[Location identification entries]
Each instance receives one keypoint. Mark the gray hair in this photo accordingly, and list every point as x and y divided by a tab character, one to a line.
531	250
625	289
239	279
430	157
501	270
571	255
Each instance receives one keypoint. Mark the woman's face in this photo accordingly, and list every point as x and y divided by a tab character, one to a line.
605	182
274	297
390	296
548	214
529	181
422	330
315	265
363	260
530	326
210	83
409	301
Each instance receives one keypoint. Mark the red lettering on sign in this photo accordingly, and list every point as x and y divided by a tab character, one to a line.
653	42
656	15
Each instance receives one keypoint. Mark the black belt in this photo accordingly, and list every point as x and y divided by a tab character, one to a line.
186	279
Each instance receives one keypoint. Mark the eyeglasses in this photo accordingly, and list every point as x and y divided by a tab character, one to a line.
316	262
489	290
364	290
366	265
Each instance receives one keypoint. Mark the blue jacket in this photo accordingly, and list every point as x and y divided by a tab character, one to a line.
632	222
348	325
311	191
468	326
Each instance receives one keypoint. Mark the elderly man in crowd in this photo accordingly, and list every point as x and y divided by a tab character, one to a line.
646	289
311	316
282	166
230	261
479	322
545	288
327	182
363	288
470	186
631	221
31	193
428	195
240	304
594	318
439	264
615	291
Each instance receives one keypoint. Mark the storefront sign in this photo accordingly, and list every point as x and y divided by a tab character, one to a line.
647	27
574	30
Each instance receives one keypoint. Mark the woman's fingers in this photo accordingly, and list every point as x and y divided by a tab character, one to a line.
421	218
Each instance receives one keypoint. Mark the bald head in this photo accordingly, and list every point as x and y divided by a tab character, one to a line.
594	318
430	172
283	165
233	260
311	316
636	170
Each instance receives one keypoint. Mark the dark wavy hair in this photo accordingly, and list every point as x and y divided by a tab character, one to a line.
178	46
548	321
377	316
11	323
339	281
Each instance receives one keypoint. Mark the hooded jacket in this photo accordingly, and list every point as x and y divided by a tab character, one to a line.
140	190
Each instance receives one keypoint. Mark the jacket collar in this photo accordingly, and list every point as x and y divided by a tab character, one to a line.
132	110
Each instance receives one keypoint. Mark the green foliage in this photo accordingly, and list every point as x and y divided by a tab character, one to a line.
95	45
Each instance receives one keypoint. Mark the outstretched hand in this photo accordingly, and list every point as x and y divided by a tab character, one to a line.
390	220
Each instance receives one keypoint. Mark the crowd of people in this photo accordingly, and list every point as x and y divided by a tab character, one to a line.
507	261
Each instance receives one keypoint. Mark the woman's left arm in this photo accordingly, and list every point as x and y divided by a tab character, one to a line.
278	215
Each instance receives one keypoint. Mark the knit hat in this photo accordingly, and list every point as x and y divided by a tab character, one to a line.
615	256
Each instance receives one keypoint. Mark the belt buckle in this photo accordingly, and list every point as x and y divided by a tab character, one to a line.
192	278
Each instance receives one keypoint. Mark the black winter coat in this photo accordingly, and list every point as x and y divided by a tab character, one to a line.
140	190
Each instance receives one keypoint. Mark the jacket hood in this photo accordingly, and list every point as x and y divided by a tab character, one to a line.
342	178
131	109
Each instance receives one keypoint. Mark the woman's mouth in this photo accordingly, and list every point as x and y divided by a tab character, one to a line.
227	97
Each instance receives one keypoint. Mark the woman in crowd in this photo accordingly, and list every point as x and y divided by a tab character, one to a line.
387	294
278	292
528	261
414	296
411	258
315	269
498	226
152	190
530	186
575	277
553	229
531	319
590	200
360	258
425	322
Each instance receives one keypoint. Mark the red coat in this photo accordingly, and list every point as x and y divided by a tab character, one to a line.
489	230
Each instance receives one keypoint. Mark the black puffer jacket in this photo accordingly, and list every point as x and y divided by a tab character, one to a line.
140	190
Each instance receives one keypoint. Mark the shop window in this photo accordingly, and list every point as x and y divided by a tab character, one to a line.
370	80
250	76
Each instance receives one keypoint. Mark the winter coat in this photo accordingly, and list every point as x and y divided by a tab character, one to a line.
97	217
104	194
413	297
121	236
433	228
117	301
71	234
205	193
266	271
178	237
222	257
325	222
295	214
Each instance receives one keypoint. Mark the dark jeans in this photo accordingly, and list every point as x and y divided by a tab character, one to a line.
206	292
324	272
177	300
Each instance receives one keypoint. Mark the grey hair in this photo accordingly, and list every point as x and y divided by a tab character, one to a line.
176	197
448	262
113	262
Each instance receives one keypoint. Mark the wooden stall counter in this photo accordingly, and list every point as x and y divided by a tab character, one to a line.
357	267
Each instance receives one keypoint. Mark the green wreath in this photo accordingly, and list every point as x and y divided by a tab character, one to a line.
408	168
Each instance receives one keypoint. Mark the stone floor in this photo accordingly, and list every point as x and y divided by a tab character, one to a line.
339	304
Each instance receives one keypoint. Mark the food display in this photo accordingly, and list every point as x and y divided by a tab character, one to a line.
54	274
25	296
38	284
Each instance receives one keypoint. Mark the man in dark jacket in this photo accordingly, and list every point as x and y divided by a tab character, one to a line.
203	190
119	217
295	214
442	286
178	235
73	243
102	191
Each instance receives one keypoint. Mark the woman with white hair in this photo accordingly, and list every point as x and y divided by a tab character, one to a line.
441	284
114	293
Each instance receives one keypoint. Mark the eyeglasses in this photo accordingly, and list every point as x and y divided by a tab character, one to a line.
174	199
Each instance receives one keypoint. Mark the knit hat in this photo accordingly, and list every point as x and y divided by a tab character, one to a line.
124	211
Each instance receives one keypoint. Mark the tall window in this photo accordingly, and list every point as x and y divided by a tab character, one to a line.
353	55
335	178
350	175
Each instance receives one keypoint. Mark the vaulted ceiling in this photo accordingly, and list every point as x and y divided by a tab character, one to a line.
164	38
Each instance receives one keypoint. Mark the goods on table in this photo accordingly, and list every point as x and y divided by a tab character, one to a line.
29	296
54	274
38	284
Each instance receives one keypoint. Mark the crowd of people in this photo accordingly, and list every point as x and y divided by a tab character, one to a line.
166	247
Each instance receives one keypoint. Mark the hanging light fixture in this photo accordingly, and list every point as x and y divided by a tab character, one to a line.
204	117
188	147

Exercise prompt: Quote the whole listing above, leaving nothing out.

Solution for this problem:
Each instance receives one keypoint. Mark the gray hair in this photo accordingly, and list every point as x and y divided by a tab character, one to a line.
531	250
625	289
239	279
430	157
501	270
571	255
Each instance receives one keypoint. Mark the woman's face in this photo accordingly, and list every point as x and y divided by a tab character, one to a line.
605	182
274	297
390	296
548	214
529	181
422	330
315	265
363	260
530	326
210	83
409	301
Each instance receives one keypoint. Mark the red lettering on sign in this photo accordingly, and list every point as x and y divided by a tab character, one to a line.
653	42
656	15
Each instance receives one keypoint. Mark the black belt in this photo accordingly, and list every point as x and y divided by a tab character, one to a line.
186	279
Each instance receives one keypoint. Mark the eyeglasses in this photo accordingly, and list every point as x and y divided by a tab character, one to a line.
316	262
489	290
364	290
366	265
Each instance receives one keypoint. Mark the blue jacket in this photo accordingly, and list every point as x and y divided by a tab character, one to a line.
632	222
348	325
311	191
468	326
Each instance receives one keypoint. Mark the elderly man in crowd in this photo accordingly, and list every point as x and y divided by a tab character, one to a line.
646	289
311	316
282	166
230	261
479	322
545	288
327	182
363	288
470	186
631	221
31	193
428	195
240	304
594	318
439	264
615	291
Each instance receives one keypoint. Mark the storefront sign in this photo accordingly, and list every point as x and y divided by a tab character, one to a line.
647	27
574	30
Each instance receives one keypoint. Mark the woman's fingers in this photo accordingly, and list every point as x and y divided by a tab character, one to a line.
421	218
Each instance receives one keypoint. Mark the bald head in this photo accordingly, and list every point as x and y divided by a tab character, one to a line.
594	318
430	172
283	165
233	260
311	316
636	170
Each instance receives one keypoint. Mark the dark wavy hair in this photo accordingly, and list every point as x and y divided by a tab character, one to a line.
178	46
548	321
377	316
11	323
339	281
Each instance receives one keypoint. Mark the hooded jacket in this photo accordingly, and list every point as x and y divided by a tab character, one to a line.
140	190
Each instance receives one keypoint. Mark the jacket collar in this photo accordingly, and list every point as x and y divided by a tab character, one to a line.
132	110
Each instance receives one keypoint. Mark the green foliage in this photo accordingly, and list every point as x and y divided by a tab character, one to a line.
95	45
Each instance receives one keypoint. Mark the outstretched hand in this photo accordingly, and list every point as x and y divided by a tab character, one to a line.
390	220
Each instance receives one keypoint. Mark the crowd of people in this photo accordingly, and list every point as x and y divided by a tab character, one to a line.
507	261
Each instance receives one keypoint. Mark the woman's left arm in this photo accordingly, and list every point as x and y divided by a tab character, one to a line.
278	215
Each instance receives one keypoint. Mark the knit hat in this photo accordingly, and list every point as x and y divided by a tab character, one to a line.
615	256
Each instance receives one keypoint. Mark the belt buckle in this photo accordingly, and list every point as x and y divided by a tab character, one to a line.
192	278
Each instance receives one keypoint. Mark the black winter coat in this photo accordingly, and list every point as x and y divided by a tab character, one to a line.
140	190
Each instance receives one keypoint. Mark the jacket hood in this photo accordingly, and list every point as x and y divided by a tab character, one to a line.
342	178
131	109
Each instance receives one keypoint. Mark the woman's mouth in this photo accordingly, and list every point as x and y divided by a tab character, one to a line.
227	97
Each instance receives one keypoint. Mark the woman in crowd in this photo accordingly, and list every point as x and y divided by a tab character, one to a line.
387	294
278	292
528	261
414	296
411	258
315	269
498	226
152	190
530	186
575	277
553	229
531	319
590	200
360	258
425	322
Each instance receives one keypoint. Mark the red coat in this photo accordingly, and list every point as x and y divided by a tab character, one to a line.
489	230
Each instance receives one keypoint. Mark the black puffer jacket in this photo accordingly, and list every point as x and y divided by a tab character, one to a line.
140	190
Each instance receives one keypoint. Mark the shop window in this photo accordingly, and list every point as x and y divided by a tab character, one to a line.
370	80
250	76
Each instance receives one keypoint. Mark the winter coat in this photo accordingly, and list every point as x and y divided by a tab character, one to a line.
97	217
104	194
413	297
121	236
433	228
117	301
71	234
205	193
266	271
178	237
222	257
325	222
295	214
Each instance receives one keypoint. Mark the dark jeans in this photo accordingly, and list every point as x and y divided by a tab character, one to a line.
206	292
324	272
177	300
Each instance receives one keypoint. Mark the grey hair in this photo accordingly, and list every point as x and y divided by a tab character, one to a line.
176	197
448	262
113	262
Each instance receives one keypoint. Mark the wooden stall counter in this photo accordingly, and list every point as x and y divided by a tab character, one to a line.
357	267
Each instance receives one keypoint. Mark the green wreath in this photo accordingly, and list every point as x and y divided by a tab character, one to a line.
408	168
Each instance receives one keypoint. Mark the stone floor in this photo accordingly, and list every point as x and y divided by a tab character, one to a line.
339	304
Each instance receives one keypoint. Mark the food display in this photo accordingly, and list every point as x and y divided by a tab character, one to a line.
54	274
25	296
38	284
Each instance receives one keypoint. Mark the man in dark jacket in this photo accordingly, and list every point as x and y divided by a tab character, one to a line.
203	190
119	217
295	214
442	286
178	235
73	243
102	191
Each instance receives one keypoint. Mark the woman with white hair in this photo accordingly, and list every point as x and y divided by a tab character, one to a line.
441	284
114	293
Each instance receives one keypoint. Mark the eyeglasses in this photo accordingly, and list every point as x and y divided by a tab character, one to a line.
174	199
Each instance receives one keypoint. Mark the knit hat in this photo accordingly, and list every point as x and y divided by a tab character, one to a line.
124	211
Each instance receives one keypoint. Mark the tall window in this photo accordingly, and list every point as x and y divided by a tab character, one to a line.
353	55
335	178
350	175
Each instance receives one keypoint. Mark the vaulted ceiling in this photo accordingly, and list every point as x and y divided by a tab character, one to a line.
164	38
Each instance receives one keypoint. Mark the goods on table in this photo accordingly, and list every point as x and y divided by a tab character, one to a line.
29	296
54	274
38	284
Each instance receives one keypoint. Mark the crowd of people in this photo accordingly, and list every point as x and y divided by a tab character, one to a line.
166	247
Each instance receives one keypoint. Mark the hanging light fixture in this photo accordingly, and list every point as x and y divided by a tab character, one to a line.
204	117
188	147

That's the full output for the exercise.